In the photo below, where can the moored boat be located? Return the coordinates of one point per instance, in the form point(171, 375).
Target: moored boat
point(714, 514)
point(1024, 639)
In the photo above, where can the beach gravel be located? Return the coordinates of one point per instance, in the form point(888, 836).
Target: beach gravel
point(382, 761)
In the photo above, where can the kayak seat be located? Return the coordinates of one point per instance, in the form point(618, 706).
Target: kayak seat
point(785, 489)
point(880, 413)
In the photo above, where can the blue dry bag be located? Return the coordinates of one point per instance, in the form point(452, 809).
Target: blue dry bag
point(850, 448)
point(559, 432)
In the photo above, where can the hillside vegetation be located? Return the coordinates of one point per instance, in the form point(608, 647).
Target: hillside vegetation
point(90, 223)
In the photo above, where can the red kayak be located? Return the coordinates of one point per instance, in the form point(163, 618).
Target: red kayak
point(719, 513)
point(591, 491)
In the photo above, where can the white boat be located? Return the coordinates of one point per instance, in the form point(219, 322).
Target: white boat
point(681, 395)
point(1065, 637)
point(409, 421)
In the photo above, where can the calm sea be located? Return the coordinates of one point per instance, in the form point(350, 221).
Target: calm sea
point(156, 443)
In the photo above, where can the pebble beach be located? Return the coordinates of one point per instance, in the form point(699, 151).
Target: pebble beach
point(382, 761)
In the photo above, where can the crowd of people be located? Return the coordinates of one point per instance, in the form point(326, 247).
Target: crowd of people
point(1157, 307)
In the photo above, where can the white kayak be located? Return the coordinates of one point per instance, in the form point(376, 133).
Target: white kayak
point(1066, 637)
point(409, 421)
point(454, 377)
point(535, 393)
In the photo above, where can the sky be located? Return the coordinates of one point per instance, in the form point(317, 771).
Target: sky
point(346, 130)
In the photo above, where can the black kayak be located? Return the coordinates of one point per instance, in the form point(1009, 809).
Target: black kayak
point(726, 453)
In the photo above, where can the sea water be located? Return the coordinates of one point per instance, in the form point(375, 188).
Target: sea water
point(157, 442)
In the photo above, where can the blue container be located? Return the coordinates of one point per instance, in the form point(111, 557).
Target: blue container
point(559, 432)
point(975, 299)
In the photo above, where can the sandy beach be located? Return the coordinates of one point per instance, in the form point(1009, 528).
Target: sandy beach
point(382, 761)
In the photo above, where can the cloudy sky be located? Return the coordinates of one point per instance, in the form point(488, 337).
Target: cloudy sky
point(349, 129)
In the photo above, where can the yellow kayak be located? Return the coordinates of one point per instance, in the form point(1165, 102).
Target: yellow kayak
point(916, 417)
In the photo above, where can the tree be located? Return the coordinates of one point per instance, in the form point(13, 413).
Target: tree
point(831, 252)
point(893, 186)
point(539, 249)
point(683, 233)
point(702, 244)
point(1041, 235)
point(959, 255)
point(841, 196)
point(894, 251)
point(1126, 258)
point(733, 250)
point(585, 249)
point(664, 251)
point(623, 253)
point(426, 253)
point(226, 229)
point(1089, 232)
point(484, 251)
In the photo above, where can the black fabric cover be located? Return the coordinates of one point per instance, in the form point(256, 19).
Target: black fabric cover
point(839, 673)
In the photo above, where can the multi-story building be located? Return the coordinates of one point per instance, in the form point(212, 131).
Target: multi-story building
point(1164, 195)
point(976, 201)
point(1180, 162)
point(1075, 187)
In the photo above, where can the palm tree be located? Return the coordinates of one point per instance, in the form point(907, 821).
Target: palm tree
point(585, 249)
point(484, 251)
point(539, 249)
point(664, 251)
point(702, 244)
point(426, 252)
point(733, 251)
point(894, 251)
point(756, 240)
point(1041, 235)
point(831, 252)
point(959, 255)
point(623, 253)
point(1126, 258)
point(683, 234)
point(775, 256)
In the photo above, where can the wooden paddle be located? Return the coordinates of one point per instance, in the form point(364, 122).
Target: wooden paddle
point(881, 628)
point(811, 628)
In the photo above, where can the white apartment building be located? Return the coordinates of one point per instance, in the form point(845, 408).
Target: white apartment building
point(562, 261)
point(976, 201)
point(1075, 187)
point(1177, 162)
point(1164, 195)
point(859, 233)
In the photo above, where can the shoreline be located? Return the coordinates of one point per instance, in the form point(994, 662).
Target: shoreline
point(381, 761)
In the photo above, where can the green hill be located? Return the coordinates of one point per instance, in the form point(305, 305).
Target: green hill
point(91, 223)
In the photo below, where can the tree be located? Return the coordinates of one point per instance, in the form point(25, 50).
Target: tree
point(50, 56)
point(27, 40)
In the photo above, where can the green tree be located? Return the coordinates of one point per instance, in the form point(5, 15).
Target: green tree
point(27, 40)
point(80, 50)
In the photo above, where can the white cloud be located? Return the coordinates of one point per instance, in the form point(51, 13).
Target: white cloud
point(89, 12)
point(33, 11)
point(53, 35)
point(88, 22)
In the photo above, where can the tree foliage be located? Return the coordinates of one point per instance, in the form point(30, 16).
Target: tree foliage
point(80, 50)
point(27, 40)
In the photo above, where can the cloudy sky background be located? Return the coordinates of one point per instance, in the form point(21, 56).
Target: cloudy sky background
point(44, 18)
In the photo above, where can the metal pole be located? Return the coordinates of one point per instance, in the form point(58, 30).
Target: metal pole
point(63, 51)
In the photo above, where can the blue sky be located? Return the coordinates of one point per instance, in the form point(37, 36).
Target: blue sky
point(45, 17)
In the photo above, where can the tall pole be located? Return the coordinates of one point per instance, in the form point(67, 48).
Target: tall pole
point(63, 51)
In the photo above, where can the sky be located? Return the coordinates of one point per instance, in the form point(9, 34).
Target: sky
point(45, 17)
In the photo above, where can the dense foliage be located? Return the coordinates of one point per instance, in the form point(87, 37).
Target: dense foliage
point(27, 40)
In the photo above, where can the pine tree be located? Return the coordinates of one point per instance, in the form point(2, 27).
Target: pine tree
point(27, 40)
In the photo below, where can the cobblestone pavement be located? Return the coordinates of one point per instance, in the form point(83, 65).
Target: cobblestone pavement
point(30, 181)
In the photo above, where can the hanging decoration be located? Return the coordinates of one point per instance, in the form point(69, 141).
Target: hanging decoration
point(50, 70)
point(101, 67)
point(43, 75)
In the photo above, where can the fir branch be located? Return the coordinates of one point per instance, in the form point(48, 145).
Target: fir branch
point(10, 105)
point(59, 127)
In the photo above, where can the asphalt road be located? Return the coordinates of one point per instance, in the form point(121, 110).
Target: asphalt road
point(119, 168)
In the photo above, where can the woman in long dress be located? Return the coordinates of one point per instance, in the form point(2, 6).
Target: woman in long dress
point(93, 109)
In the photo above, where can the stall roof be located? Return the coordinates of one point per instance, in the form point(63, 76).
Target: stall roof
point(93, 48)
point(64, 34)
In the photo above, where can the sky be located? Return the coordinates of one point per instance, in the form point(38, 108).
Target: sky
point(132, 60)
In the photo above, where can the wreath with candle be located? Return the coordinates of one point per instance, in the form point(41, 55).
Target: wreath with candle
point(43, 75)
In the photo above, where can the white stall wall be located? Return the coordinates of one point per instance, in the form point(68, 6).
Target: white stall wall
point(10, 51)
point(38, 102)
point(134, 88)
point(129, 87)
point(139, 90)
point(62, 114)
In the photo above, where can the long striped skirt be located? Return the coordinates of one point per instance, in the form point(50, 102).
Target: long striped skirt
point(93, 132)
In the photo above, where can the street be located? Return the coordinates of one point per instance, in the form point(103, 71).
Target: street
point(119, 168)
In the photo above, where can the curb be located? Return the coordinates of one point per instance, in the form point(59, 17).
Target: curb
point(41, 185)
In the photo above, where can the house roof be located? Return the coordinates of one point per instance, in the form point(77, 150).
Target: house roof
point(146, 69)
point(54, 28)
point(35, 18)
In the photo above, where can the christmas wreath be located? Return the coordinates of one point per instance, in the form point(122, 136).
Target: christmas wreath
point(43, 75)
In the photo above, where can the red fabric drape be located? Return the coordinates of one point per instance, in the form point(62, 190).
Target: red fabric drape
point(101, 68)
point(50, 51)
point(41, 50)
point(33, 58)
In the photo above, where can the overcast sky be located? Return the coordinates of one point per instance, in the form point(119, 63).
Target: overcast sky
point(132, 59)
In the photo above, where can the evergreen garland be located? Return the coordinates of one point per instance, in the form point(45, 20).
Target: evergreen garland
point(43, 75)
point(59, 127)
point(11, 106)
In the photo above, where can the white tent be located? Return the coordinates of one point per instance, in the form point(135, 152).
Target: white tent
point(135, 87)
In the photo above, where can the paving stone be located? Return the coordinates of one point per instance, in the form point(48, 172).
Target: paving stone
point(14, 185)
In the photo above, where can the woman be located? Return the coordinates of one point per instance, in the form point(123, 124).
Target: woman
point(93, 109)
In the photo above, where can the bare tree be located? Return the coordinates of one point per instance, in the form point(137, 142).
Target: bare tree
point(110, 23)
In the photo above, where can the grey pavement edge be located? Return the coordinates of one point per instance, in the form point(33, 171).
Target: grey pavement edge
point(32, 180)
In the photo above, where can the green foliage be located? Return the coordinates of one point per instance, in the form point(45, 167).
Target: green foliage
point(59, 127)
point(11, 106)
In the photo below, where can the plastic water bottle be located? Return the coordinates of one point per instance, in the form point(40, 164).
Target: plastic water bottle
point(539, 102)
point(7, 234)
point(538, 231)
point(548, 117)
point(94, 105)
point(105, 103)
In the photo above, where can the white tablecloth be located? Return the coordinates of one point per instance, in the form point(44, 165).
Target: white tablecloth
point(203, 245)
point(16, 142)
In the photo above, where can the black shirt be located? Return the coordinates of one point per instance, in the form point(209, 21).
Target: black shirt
* * * *
-- Task brief --
Count the lines above in which the word "shirt" appears, then state only that count.

-- Result of this exercise --
2